▶ [Assigned task] In the material below, find every line with "window" and pull it out.

▶ [Given data]

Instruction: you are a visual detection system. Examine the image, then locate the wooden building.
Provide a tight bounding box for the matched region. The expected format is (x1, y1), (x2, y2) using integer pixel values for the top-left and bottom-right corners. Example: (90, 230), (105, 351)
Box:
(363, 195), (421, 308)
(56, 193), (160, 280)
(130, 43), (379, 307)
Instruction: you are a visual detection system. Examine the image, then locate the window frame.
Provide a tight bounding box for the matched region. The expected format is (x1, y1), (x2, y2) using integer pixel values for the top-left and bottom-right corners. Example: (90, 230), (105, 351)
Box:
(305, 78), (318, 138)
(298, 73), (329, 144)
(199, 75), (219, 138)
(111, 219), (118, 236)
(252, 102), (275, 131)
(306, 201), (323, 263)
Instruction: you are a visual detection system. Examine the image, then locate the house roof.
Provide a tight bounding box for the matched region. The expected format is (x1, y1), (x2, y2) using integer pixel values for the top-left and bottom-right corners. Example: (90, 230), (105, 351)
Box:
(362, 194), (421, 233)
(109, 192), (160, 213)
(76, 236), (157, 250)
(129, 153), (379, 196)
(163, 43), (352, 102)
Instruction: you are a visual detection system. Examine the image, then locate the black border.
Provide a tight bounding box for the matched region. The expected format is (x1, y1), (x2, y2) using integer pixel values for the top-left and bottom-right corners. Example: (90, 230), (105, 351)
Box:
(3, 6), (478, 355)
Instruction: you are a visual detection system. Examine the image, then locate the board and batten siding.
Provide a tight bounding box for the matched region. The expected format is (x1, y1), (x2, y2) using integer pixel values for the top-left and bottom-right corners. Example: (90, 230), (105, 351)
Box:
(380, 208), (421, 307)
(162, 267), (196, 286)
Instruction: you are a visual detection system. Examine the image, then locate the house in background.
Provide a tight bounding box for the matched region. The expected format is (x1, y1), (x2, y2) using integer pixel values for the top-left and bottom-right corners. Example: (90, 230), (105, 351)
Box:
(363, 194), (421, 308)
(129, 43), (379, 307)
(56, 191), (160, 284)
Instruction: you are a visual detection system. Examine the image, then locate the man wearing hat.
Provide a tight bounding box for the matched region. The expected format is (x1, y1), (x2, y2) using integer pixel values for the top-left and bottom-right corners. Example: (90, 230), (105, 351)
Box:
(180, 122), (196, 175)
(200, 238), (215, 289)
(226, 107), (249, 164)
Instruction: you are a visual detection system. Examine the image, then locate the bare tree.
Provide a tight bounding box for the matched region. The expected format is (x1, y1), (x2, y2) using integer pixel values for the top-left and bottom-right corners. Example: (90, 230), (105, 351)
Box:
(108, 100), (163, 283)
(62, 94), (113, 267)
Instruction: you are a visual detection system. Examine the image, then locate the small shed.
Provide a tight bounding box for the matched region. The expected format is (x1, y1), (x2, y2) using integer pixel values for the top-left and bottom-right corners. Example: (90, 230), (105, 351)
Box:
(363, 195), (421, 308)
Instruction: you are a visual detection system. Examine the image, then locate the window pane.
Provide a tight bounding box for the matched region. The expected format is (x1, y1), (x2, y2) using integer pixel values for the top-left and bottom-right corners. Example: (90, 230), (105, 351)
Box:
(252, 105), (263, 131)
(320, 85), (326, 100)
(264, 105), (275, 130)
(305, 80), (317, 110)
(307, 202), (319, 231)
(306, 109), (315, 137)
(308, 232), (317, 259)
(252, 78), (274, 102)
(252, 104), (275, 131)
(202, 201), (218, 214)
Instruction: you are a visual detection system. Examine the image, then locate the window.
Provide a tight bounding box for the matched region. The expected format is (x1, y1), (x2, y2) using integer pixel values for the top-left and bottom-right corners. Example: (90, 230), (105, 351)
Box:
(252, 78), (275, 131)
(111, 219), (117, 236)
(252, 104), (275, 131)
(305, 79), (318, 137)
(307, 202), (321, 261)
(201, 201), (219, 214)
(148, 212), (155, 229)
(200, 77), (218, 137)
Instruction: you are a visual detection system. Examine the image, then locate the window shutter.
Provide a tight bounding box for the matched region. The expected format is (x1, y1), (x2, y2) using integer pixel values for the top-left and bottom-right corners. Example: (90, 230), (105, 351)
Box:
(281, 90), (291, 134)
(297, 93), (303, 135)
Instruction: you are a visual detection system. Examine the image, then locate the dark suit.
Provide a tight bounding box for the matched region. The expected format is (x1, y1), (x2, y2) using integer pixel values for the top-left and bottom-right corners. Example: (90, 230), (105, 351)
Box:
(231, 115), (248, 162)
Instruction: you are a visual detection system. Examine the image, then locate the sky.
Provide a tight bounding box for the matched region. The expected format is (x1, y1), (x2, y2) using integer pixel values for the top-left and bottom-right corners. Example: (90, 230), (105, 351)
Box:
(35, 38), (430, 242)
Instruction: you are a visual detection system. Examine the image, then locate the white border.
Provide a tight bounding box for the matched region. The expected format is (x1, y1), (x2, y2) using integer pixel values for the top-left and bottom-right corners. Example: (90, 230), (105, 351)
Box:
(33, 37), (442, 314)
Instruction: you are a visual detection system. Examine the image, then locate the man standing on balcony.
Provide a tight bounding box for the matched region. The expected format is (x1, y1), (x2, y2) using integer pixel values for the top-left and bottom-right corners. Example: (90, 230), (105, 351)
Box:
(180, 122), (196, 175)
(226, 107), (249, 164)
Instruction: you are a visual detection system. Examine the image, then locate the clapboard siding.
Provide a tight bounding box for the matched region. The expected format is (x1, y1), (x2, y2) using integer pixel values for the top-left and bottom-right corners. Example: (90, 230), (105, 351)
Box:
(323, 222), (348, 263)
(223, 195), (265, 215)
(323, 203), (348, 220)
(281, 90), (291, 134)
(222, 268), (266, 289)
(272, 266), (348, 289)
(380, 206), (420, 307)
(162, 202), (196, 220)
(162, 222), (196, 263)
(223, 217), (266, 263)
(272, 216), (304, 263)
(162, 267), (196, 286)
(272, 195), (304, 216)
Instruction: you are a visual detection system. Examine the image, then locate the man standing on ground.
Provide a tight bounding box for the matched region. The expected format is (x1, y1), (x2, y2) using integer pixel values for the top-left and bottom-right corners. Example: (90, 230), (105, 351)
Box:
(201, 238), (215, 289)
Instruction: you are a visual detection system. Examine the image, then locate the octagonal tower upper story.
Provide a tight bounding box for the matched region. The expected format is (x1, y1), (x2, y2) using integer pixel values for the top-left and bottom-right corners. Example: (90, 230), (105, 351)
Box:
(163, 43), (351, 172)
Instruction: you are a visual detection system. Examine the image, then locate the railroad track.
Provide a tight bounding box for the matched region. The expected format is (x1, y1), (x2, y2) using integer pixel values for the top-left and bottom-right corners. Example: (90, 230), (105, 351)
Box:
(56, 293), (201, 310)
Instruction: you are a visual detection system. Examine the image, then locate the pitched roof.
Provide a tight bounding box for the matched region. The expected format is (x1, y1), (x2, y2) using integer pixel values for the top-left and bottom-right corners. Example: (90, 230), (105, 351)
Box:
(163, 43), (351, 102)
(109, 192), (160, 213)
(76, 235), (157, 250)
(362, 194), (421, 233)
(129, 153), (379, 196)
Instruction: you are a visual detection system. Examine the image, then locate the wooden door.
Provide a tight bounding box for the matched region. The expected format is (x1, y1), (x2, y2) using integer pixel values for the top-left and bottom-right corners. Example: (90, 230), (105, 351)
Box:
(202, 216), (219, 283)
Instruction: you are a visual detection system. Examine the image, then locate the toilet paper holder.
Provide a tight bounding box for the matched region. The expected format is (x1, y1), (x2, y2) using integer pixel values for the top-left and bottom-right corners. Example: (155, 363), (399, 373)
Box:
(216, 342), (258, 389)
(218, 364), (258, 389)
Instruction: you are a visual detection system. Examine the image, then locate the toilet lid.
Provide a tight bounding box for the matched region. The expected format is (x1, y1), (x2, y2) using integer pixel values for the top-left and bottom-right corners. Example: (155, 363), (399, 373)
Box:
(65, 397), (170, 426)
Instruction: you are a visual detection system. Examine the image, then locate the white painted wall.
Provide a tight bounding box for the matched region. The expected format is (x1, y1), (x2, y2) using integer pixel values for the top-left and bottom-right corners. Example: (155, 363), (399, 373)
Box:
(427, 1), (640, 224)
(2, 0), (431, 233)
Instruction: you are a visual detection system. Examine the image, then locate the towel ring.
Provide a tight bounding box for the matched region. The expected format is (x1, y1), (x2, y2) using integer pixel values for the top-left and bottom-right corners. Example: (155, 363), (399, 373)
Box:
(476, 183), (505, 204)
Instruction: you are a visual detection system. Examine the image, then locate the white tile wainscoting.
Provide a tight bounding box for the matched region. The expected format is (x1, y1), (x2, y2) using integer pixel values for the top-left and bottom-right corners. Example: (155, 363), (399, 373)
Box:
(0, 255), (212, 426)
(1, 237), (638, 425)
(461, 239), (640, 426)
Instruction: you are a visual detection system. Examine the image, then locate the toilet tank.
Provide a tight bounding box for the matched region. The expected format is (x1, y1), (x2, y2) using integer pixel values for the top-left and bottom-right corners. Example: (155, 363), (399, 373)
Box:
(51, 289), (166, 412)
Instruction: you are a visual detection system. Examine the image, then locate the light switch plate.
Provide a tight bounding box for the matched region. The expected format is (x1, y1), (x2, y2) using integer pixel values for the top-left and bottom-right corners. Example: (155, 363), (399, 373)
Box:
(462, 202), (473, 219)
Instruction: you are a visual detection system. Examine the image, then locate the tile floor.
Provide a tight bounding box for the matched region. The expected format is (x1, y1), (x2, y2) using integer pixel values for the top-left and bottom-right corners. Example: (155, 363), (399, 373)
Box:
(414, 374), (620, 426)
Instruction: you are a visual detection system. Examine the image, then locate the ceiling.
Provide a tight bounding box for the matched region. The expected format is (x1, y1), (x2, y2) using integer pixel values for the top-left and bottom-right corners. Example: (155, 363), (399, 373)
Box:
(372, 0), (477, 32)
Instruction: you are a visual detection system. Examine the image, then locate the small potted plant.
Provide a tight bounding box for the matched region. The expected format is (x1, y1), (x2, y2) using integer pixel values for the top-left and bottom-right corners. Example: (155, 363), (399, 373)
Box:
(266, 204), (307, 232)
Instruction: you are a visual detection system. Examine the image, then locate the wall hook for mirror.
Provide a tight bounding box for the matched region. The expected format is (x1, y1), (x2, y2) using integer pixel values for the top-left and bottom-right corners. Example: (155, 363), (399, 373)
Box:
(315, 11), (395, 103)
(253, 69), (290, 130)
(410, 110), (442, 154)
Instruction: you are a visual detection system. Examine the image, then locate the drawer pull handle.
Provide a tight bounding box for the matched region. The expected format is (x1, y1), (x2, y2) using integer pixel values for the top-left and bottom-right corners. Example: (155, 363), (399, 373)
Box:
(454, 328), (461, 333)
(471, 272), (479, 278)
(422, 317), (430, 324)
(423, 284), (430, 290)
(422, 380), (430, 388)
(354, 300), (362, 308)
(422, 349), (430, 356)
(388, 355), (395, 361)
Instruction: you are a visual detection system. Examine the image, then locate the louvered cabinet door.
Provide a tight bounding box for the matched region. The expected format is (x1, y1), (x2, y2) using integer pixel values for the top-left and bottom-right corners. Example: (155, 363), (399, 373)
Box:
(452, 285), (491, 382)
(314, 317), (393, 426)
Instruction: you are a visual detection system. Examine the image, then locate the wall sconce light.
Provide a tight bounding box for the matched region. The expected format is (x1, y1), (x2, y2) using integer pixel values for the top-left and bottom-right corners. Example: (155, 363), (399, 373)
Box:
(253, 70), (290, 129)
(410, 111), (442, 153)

▶ [Response for this exercise]
Instruction: you are a visual detection system. Examine the image, then locate the window frame.
Instruction: you are a visual detection system. Examine the image, then locate the window pane.
Instruction: you are a visual detection system. Examine the image, then locate the window.
Instruction: you are a visual detection system. Examine the image, then locate the window shutter.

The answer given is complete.